### [REQUIRED ACTION]
Your answer is the lines below, exactly, from the one that contains "cabinet, with integer pixel coordinates." through the one that contains "Query: arched transom window", both included.

### [LISTED RECORDS]
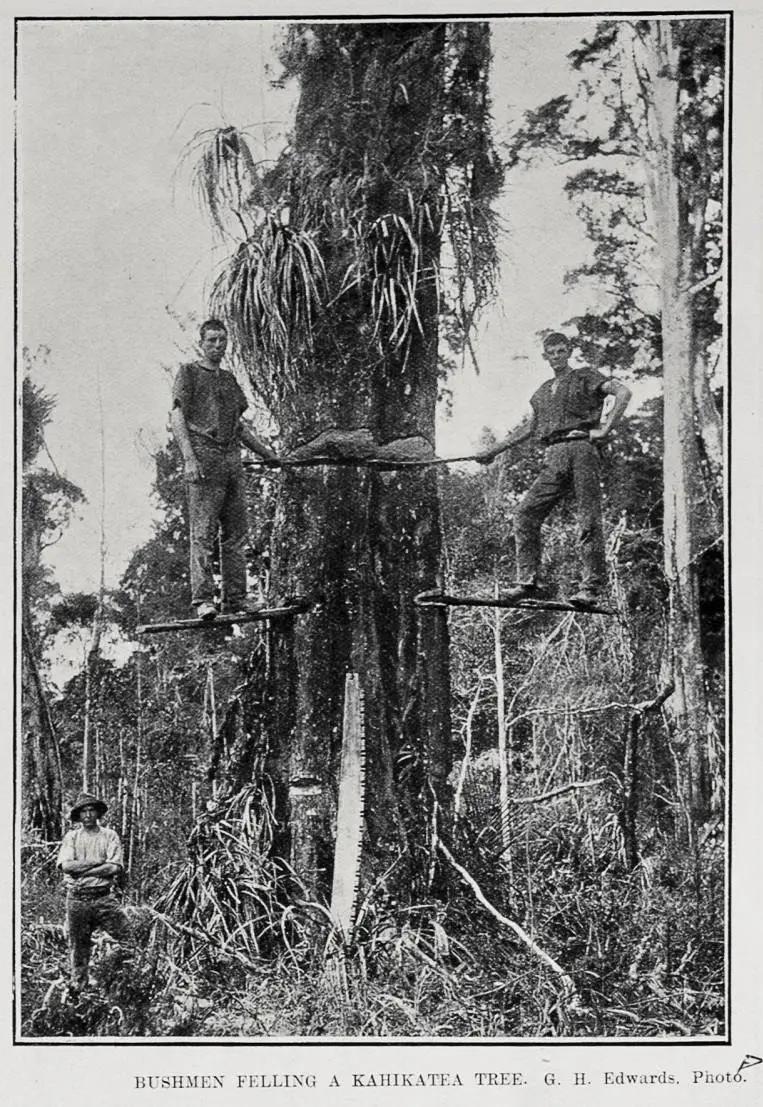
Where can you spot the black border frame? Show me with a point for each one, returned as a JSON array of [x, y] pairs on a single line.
[[728, 14]]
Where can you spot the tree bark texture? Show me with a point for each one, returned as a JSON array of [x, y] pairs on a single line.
[[686, 527], [362, 544]]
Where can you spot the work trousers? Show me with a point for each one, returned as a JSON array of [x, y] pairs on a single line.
[[218, 502], [85, 916], [568, 467]]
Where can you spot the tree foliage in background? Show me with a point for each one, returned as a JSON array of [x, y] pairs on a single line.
[[650, 194]]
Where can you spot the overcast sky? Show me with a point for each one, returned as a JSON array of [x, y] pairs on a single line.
[[114, 251]]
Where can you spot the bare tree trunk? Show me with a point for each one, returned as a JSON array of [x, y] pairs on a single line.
[[42, 774], [501, 709], [657, 59]]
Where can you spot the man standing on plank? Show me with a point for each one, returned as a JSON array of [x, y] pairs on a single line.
[[91, 858], [206, 418], [566, 416]]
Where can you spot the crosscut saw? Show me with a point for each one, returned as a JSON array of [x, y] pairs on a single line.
[[350, 808]]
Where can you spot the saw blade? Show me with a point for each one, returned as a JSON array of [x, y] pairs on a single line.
[[350, 808]]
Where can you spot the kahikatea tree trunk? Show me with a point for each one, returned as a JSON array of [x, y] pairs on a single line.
[[362, 541]]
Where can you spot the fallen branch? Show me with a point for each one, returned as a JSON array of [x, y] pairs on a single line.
[[560, 792], [570, 992], [205, 939]]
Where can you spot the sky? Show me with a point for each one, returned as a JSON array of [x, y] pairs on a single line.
[[115, 257]]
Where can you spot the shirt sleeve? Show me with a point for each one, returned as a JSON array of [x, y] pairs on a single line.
[[114, 849], [183, 389], [66, 849]]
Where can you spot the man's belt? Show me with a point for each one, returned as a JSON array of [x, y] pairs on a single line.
[[552, 440], [89, 892], [209, 440]]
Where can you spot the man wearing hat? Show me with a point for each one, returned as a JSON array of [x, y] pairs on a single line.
[[566, 415], [90, 858]]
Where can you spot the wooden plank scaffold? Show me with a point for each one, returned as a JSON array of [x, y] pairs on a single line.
[[288, 610]]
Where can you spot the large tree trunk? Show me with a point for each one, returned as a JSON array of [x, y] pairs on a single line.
[[363, 544], [686, 528]]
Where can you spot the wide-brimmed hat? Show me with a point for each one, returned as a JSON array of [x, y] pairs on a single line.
[[85, 799]]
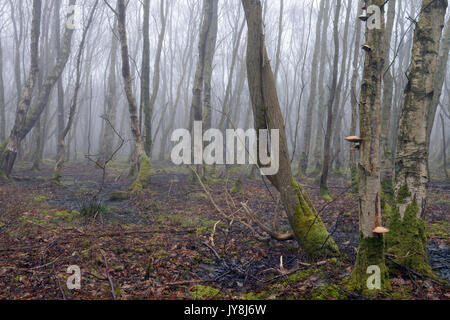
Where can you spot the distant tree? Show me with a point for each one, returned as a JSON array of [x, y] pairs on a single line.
[[143, 175], [331, 107], [73, 106]]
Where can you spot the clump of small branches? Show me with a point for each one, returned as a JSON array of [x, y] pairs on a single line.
[[94, 206], [91, 208]]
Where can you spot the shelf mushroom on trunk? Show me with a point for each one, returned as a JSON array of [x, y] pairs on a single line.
[[356, 140]]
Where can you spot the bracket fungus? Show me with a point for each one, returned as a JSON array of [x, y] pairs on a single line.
[[356, 140], [380, 230], [366, 48], [363, 17]]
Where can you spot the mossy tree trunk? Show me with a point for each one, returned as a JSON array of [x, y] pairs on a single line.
[[143, 160], [307, 226], [354, 99], [407, 240], [371, 245]]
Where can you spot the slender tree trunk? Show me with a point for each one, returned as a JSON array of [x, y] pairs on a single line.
[[10, 147], [354, 99], [407, 239], [60, 99], [61, 138], [439, 79], [307, 132], [323, 91], [208, 34], [371, 244], [2, 100], [444, 148], [111, 108], [331, 108], [143, 160], [308, 227], [388, 87]]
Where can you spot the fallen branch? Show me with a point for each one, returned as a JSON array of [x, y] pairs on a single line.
[[272, 233], [113, 292]]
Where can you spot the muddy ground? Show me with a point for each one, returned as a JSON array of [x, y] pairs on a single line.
[[174, 241]]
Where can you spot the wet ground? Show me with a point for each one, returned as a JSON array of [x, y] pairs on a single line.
[[177, 212]]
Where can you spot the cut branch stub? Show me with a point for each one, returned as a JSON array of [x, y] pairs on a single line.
[[363, 17], [366, 48], [354, 139], [380, 230]]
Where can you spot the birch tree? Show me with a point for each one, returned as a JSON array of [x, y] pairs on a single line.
[[371, 243], [306, 224], [407, 239], [143, 175]]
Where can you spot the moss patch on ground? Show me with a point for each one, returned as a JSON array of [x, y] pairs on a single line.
[[205, 292], [407, 240], [309, 228]]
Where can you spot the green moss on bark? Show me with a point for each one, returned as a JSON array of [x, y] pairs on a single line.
[[144, 173], [407, 240], [3, 175], [309, 228], [370, 253], [354, 179]]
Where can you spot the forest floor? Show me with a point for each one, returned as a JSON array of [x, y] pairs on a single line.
[[171, 242]]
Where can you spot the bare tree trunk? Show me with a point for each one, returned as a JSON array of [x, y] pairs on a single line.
[[340, 105], [10, 147], [149, 102], [60, 99], [207, 31], [279, 40], [111, 108], [304, 157], [308, 227], [2, 100], [386, 154], [407, 239], [439, 79], [331, 108], [143, 160], [354, 98], [322, 91], [371, 243], [208, 70], [444, 148]]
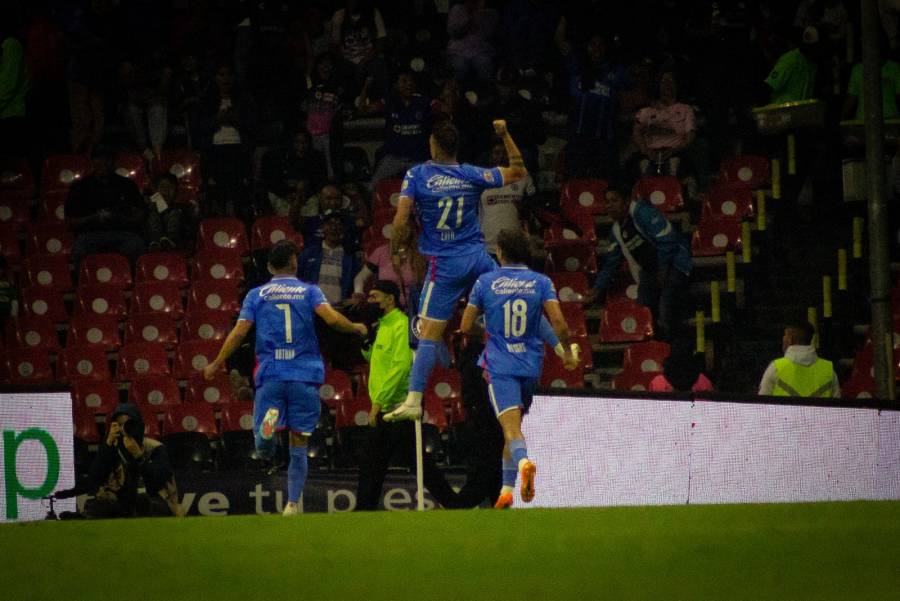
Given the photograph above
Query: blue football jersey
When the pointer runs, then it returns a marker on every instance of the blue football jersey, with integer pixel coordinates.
(446, 199)
(287, 348)
(512, 299)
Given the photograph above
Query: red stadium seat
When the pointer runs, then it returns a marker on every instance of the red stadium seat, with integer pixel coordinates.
(30, 366)
(44, 303)
(266, 231)
(217, 265)
(218, 390)
(223, 233)
(159, 328)
(101, 299)
(646, 357)
(79, 363)
(61, 171)
(625, 321)
(714, 237)
(29, 331)
(215, 295)
(50, 238)
(192, 357)
(155, 392)
(206, 325)
(142, 359)
(105, 270)
(162, 267)
(664, 193)
(95, 397)
(191, 417)
(51, 271)
(746, 170)
(130, 165)
(157, 297)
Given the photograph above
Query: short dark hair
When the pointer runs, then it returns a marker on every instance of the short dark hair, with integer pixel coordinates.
(514, 245)
(280, 254)
(446, 136)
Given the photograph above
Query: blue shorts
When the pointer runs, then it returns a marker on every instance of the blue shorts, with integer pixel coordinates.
(508, 392)
(448, 279)
(297, 403)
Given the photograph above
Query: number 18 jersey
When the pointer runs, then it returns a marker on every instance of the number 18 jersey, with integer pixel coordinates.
(446, 199)
(512, 299)
(287, 348)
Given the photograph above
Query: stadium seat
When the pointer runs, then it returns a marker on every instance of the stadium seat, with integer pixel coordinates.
(266, 231)
(44, 303)
(99, 397)
(30, 366)
(29, 331)
(155, 392)
(583, 196)
(206, 325)
(51, 271)
(61, 171)
(625, 321)
(141, 359)
(80, 363)
(162, 267)
(106, 270)
(570, 286)
(222, 232)
(714, 237)
(159, 328)
(746, 170)
(157, 297)
(664, 193)
(646, 357)
(728, 202)
(50, 238)
(215, 295)
(217, 391)
(217, 265)
(386, 194)
(101, 299)
(131, 165)
(191, 357)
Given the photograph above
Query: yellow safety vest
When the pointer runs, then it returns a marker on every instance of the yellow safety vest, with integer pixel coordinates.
(793, 379)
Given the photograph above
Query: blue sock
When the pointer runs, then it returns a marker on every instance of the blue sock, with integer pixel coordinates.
(422, 366)
(509, 472)
(517, 451)
(297, 470)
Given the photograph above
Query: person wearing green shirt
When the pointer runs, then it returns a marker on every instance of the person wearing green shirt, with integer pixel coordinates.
(390, 359)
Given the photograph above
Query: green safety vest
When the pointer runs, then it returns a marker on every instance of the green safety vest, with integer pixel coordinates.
(793, 379)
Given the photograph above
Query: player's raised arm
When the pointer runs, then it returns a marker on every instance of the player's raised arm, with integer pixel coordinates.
(516, 170)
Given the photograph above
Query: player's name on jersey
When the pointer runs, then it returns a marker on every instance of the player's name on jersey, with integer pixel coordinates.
(504, 285)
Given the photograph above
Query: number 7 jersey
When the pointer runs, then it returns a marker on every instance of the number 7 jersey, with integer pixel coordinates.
(446, 199)
(512, 299)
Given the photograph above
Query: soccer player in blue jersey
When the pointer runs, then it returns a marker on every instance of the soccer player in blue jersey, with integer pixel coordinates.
(513, 299)
(445, 195)
(289, 366)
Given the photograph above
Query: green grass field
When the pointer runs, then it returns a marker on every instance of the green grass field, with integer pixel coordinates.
(813, 551)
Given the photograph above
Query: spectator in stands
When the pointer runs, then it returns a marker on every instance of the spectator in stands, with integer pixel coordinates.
(408, 119)
(331, 264)
(289, 172)
(500, 206)
(682, 370)
(594, 87)
(658, 257)
(470, 53)
(801, 372)
(126, 460)
(390, 358)
(106, 211)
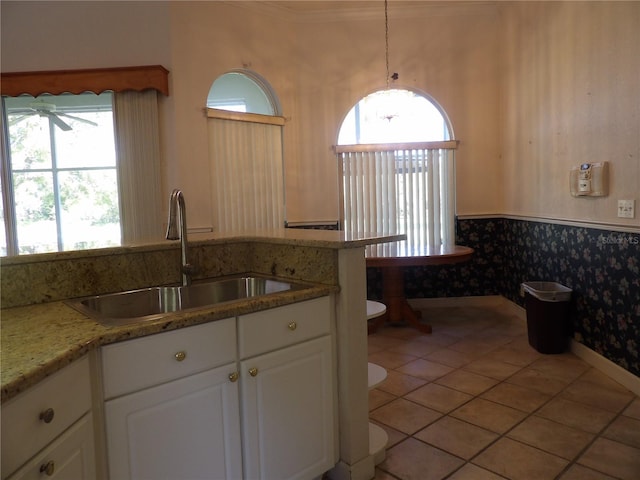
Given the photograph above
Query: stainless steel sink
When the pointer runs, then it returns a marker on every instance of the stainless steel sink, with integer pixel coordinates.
(146, 304)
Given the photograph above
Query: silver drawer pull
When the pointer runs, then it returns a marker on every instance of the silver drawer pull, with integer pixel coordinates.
(47, 415)
(48, 468)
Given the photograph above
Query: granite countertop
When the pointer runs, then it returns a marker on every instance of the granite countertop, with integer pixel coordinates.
(38, 340)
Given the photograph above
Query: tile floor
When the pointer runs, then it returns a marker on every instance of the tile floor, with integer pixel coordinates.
(474, 401)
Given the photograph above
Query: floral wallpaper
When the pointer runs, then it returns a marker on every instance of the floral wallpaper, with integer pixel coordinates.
(602, 268)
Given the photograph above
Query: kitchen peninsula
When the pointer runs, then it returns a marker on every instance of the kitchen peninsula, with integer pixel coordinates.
(42, 335)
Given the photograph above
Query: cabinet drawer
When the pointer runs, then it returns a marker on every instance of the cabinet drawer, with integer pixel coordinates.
(34, 418)
(279, 327)
(70, 456)
(147, 361)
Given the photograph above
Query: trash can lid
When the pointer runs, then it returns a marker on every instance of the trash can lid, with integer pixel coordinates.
(548, 291)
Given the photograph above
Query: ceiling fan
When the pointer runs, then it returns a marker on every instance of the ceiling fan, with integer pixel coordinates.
(47, 110)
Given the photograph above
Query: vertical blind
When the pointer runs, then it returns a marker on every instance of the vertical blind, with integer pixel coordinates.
(245, 153)
(138, 153)
(400, 189)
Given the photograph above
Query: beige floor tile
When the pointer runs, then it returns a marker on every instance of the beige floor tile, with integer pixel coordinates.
(578, 472)
(624, 430)
(470, 345)
(612, 458)
(514, 355)
(492, 368)
(633, 410)
(597, 395)
(438, 397)
(566, 366)
(416, 347)
(453, 358)
(473, 472)
(405, 416)
(476, 387)
(425, 369)
(389, 359)
(401, 332)
(492, 416)
(382, 475)
(576, 415)
(394, 436)
(467, 382)
(516, 396)
(517, 461)
(593, 375)
(383, 341)
(457, 437)
(552, 437)
(542, 382)
(377, 398)
(414, 460)
(400, 384)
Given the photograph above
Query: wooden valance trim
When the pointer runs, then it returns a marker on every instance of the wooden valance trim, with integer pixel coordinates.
(392, 147)
(244, 116)
(92, 80)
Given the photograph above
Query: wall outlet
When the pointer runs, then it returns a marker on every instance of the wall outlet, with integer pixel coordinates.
(626, 209)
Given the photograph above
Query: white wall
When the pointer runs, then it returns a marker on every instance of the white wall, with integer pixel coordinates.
(319, 67)
(531, 88)
(572, 95)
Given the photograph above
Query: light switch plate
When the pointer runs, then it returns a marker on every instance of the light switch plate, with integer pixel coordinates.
(626, 208)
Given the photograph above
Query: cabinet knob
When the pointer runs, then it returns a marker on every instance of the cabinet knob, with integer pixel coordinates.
(48, 468)
(47, 415)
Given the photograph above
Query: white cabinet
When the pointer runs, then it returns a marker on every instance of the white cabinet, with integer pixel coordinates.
(70, 456)
(187, 424)
(246, 398)
(287, 393)
(48, 430)
(287, 409)
(186, 429)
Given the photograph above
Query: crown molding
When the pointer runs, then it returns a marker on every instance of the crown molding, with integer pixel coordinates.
(311, 11)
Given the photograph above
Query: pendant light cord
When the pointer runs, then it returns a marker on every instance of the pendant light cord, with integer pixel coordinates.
(386, 38)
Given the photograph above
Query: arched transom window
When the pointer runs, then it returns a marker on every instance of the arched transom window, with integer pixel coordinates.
(396, 159)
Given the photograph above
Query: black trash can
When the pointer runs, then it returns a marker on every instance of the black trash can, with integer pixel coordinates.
(547, 305)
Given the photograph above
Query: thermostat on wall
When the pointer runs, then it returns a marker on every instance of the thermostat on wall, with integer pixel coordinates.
(589, 180)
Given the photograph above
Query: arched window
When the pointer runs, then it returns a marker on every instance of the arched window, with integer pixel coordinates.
(396, 159)
(243, 91)
(245, 152)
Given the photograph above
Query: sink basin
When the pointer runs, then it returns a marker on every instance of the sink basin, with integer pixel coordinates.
(146, 304)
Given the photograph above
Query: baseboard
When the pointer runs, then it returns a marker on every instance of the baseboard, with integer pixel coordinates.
(480, 301)
(606, 366)
(603, 364)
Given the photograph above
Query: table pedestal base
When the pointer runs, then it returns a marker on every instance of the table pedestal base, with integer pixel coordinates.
(399, 311)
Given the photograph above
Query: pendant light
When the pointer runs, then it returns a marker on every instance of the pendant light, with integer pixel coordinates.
(389, 110)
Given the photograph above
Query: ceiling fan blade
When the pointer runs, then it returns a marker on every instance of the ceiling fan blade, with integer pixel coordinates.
(80, 119)
(16, 120)
(59, 122)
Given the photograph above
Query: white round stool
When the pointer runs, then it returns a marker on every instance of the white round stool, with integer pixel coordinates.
(378, 438)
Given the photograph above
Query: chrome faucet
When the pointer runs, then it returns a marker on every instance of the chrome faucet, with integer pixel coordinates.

### [TASK RESPONSE]
When the pointer runs, then it returns a marker on every instance of the white cabinet, with integer pixel coordinates.
(70, 456)
(187, 424)
(246, 398)
(287, 393)
(48, 430)
(287, 409)
(186, 429)
Given the photograph above
Query: crown molding
When the pointer runs, then it returns a marker on every instance of the crown molding, with integer pixel coordinates.
(311, 11)
Given the photograph above
Query: pendant light cord
When the pointer runs, then it returns a marker on every instance of the pendant light cord, with integer pixel coordinates.
(386, 38)
Given the photograph above
Query: arched transom window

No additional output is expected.